> **TEXTE DU DOCUMENT**:
────────────────────

Pensez à prendre une assurance…
Si le cavalier a un avantage, c’est peut-être seulement sa connaissance du cheval. Il sait l’approcher, lui mettre un licol, effectuer le pansage,
n’en a pas peur (normalement), connait un minimum sa psychologie, et sait peut-être le manipuler avec justesse. Ses autres connaissances
et reflexes pourraient bien, par contre, le desservir comme on vient de le voir plus haut avec l’arrêt d’urgence. Il faut savoir rester humble
et se remettre dans la peau d’un débutant, même si ce n’est pas toujours très facile.
La petite maison dans la prairie
Oui mais, on voit aussi dans certains films, des attelages embarqués ! Ils sont très difficiles à arrêter et un cow-boy courageux doit faire le singe sur la voiture ou sauter sur les chevaux pour récupérer les guides !!! N’y croyez pas, c’est du cinéma… Tout comme :
- On ne gare pas sa « charrette » comme une voiture en laissant le cheval attelé seul et sans surveillance. Le feriez-vous avec un cheval sellé ? « Bien sur » vont me répondre les adeptes d’équitation western et de trec. Mais vous prenez un risque trop grand. Un cheval sellé s’attrape facilement ou se débrouille. Un cheval attelé ne se rattrape pas facilement et est un véhicule dangereux, rappelez-vous. Il ne se débrouille pas. Il a de grandes chances de coincer la voiture ou de la retourner, se blessant ou blessant d’autres personnes dans son trajet.
© Les Chevaux de Congor - Des chevaux sellés sont laissés seuls, mais ils sont attachés.
- On ne claque pas les guides sur la croupe du cheval en criant « Yaha !» même si c’est tentant. Un tel « ordre » risque surtout de surprendre votre cheval, et de créer un départ instantané, mais pas forcément dans une allure désirée ni une vitesse contrôlée. Si le démarrage ne vous a pas propulsé hors de la voiture, et si la secousse n’a pas jeté vos voyageurs, tant mieux ! Vous aurez tout de même un à-coup à amortir, et tandis que vous l’amortissiez, vos mains auront surement tiraillé la bouche du cheval auquel vous demandiez d’avancer.
- Les allures doivent impérativement être maitrisées. A cheval, vous pouvez très facilement tourner, prendre une descente, une côte, et ceci même avec un cheval à grande vitesse ou légèrement en train de vous faire dépasser par les évènements. En attelage, ce n’est guère possible. Il faut avoir en permanence à l’esprit la vitesse et l’équilibre de la voiture. Un cheval seul, ça se contrôle, là n’est pas le problème. Un cheval attelé, ça peut aussi se contrôler. Mais si pendant que vous essayez de contrôler le cheval, ce sur quoi vous êtes assis (la voiture) ne se contrôle plus, rebondit ou se retourne, il n’y a plus aucune chance de contrôler le cheval.

────────────────────

> **Entrées de données enregistrées**:
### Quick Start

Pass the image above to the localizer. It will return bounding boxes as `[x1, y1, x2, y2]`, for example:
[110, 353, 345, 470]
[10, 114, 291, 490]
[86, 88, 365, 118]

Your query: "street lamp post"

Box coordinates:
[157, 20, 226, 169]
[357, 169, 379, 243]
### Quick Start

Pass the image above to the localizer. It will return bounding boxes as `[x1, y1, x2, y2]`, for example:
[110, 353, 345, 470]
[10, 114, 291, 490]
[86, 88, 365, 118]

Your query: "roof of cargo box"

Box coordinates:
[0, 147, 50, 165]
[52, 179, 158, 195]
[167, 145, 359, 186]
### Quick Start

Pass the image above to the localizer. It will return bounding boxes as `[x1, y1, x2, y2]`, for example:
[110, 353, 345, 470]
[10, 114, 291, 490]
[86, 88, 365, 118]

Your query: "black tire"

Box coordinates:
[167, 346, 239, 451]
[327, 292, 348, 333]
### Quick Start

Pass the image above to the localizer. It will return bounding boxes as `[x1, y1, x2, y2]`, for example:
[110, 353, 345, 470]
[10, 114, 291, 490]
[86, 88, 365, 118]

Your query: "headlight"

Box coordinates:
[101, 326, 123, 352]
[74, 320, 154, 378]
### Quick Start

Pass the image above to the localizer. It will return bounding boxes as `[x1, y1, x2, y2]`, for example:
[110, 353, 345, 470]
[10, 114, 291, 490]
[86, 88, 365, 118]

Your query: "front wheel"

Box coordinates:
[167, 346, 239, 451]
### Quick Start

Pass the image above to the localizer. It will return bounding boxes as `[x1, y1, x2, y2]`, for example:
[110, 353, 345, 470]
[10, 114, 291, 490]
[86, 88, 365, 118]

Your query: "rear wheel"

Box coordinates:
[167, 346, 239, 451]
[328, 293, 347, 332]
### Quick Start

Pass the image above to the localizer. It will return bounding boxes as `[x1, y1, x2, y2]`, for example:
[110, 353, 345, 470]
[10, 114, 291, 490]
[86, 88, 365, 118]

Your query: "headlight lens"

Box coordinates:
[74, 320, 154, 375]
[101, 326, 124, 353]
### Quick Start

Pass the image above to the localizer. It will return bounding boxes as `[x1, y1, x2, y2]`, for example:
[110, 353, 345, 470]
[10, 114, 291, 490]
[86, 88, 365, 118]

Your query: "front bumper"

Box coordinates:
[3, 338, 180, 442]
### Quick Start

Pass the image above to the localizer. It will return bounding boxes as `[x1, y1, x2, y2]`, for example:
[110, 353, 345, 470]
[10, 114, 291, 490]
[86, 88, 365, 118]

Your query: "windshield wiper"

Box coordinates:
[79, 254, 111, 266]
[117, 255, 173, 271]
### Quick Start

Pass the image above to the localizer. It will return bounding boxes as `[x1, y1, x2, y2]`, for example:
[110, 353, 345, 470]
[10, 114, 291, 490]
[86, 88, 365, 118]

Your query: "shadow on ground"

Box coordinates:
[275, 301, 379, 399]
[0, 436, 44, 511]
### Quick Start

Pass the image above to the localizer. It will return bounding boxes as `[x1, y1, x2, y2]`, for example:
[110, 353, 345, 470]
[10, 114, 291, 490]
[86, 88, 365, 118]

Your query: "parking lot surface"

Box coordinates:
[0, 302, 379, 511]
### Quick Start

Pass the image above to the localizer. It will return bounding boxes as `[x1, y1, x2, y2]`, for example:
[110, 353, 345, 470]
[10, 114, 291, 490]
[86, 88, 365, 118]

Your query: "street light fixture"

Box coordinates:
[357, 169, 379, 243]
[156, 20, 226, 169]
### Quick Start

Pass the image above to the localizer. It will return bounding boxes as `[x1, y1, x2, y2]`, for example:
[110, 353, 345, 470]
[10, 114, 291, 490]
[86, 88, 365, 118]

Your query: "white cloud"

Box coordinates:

────────────────────

> **OBJECTIF DE L'EXERCICE**:
D'après le texte sur l'attelage, quel est peut-être le seul avantage du cavalier ?

> **RÉSULTAT DE L'EXERCICE**:
Sa connaissance du cheval.